Records for this exercise:
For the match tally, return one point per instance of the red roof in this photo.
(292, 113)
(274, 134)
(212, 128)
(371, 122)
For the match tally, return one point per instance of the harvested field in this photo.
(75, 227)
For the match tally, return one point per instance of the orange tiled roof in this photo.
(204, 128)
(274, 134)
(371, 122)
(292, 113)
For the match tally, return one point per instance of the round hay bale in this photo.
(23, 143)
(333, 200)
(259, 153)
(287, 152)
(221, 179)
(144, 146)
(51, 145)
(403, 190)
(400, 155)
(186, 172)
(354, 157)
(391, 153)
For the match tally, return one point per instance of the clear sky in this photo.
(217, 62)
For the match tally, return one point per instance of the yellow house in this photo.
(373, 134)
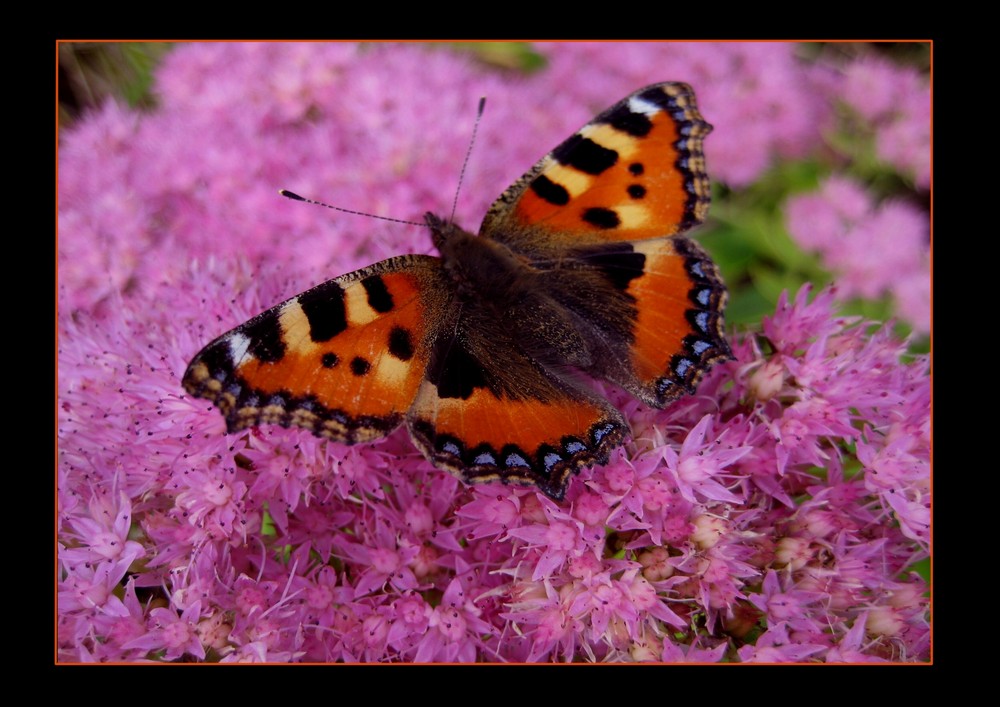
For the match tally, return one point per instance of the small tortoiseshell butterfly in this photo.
(579, 267)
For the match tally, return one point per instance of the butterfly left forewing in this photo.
(343, 360)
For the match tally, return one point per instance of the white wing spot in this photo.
(238, 347)
(642, 106)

Activity: Working down from the line that contains "spot in this photo.", retype each line exactly through the last line of the data, and give nothing else.

Task output:
For the match tally, return one point per instance of the white wing spot in this photo.
(238, 347)
(642, 106)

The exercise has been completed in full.